Last year, Personal Finance newsletter's annual review of "must-avoid" investments warned its readers to steer clear of high-flying health-care stocks (they eventually crashed), high-load mutual funds and short-term bonds (their returns proved mediocre), and unstable banks and insurance companies (many are now bankrupt or close to it).

Personal Finance's annual dissection of avoidable investments has become a highlight of the investment-advisory calendar. And a very profitable one, too, for those who've heeded its warnings. Since 1990, it's helped readers avoid many of the major disasters on both Wall Street and Main Street.So what's the worst the investment world has to offer in 1993? Here's Personal Finance's summary:

OVERPRICED STOCKS. Last year, P.F.'s list of overvalued equities declined 11.8 percent, despite a 10 percent gain for the general market. This year's list is "even more unsavory," says the newsletter, "with rock-bottom dividend yields and astronomical price/earnings ratios." The 11 pariahs: American Power Conversion, Cabletron Systems, Cisco Systems, Electronic Arts, IVAX, Marvel Entertainment, Microsoft, Mylan Labs, Novell, Parametric Technology, Synoptics.

__Task objective__: According to the newsletter review, by how much did last year's list of overvalued equities decline?

__Extracted material__:
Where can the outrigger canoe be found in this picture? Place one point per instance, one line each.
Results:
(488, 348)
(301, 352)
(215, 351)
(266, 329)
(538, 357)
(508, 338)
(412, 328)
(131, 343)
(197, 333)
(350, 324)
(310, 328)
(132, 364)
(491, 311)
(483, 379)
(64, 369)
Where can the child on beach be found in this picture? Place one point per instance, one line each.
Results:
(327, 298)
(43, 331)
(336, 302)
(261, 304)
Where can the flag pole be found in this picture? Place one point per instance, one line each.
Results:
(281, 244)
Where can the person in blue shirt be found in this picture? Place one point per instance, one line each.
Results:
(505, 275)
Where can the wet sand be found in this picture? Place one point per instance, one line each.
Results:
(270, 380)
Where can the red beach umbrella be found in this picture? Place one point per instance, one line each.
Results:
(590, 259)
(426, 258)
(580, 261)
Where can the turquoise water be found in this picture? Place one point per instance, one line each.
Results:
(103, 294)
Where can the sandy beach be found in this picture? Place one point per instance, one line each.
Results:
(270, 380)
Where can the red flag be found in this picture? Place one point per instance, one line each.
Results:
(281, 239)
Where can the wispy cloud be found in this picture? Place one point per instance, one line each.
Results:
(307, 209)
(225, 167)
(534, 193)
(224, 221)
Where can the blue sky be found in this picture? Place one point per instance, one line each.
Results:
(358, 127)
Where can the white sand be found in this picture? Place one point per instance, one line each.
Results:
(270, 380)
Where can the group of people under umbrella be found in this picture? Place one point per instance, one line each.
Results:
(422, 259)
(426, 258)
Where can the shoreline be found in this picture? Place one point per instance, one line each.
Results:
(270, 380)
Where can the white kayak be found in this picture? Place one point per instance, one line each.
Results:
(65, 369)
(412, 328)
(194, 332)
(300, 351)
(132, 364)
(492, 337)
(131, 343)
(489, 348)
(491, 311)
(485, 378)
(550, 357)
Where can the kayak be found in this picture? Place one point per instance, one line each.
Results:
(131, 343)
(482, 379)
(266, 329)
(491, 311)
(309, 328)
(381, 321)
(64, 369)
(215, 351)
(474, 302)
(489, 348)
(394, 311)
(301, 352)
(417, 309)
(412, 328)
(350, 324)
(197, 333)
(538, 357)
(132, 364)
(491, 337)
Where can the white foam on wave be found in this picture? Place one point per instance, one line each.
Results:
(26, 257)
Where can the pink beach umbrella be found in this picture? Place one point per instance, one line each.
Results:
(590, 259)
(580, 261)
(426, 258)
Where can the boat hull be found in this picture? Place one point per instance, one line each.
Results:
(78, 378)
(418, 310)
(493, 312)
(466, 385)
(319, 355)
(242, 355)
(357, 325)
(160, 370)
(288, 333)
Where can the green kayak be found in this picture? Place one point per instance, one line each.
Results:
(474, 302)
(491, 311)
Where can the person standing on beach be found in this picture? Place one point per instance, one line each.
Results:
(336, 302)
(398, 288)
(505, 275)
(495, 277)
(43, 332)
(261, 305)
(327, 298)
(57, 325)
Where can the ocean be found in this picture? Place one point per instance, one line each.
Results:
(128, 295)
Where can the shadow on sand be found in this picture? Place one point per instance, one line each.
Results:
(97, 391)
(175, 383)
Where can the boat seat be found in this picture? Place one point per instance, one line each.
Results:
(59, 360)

__Exercise result__: It declined 11.8 percent, despite a 10 percent gain for the general market.